Brief: Return the records below verbatim, leaving out the pictures.

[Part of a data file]

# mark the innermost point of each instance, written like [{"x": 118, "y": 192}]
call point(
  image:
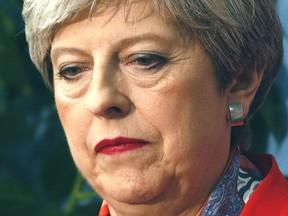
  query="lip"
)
[{"x": 118, "y": 145}]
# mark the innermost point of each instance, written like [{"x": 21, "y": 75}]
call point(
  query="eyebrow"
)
[
  {"x": 121, "y": 43},
  {"x": 67, "y": 50}
]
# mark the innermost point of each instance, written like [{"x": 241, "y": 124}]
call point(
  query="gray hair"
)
[{"x": 240, "y": 36}]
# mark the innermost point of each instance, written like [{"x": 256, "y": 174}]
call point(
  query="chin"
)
[{"x": 132, "y": 191}]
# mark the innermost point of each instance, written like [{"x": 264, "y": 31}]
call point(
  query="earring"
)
[{"x": 236, "y": 114}]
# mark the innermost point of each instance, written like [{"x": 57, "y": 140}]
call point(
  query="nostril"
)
[{"x": 114, "y": 111}]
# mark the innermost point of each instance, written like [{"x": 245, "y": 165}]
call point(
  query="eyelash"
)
[
  {"x": 71, "y": 72},
  {"x": 145, "y": 63}
]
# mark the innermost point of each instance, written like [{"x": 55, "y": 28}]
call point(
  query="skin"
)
[{"x": 109, "y": 91}]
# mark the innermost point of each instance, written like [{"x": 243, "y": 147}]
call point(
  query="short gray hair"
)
[{"x": 240, "y": 36}]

Right answer:
# mark the innermost point of each instance, written like [{"x": 118, "y": 192}]
call point(
  image:
  query="lip"
)
[{"x": 118, "y": 145}]
# mark the innermost point of each instance, written like [{"x": 21, "y": 75}]
call point(
  query="eyebrow"
)
[
  {"x": 121, "y": 43},
  {"x": 67, "y": 50}
]
# mark the innermost point of each instance, written like [{"x": 241, "y": 124}]
call point(
  query="gray hair"
)
[{"x": 240, "y": 36}]
# mark the innermost point of each instance, written like [{"x": 256, "y": 174}]
call point(
  query="chin"
)
[{"x": 132, "y": 191}]
# mark the innermost point of each instance, written like [{"x": 264, "y": 31}]
call point(
  query="earring"
)
[{"x": 236, "y": 114}]
# mark the innermost point of each instance, written like [{"x": 57, "y": 140}]
call point(
  query="nostril"
)
[{"x": 114, "y": 111}]
# mark the innermost point of each instance, written like [{"x": 245, "y": 165}]
call point(
  query="eyelash"
)
[
  {"x": 71, "y": 72},
  {"x": 145, "y": 63}
]
# mark the innermost point of each instance, written like [{"x": 55, "y": 28}]
call point(
  query="skin"
)
[{"x": 109, "y": 91}]
# mark the innermost point of each instance, written like [{"x": 243, "y": 147}]
call point(
  query="short gray hair"
)
[{"x": 240, "y": 36}]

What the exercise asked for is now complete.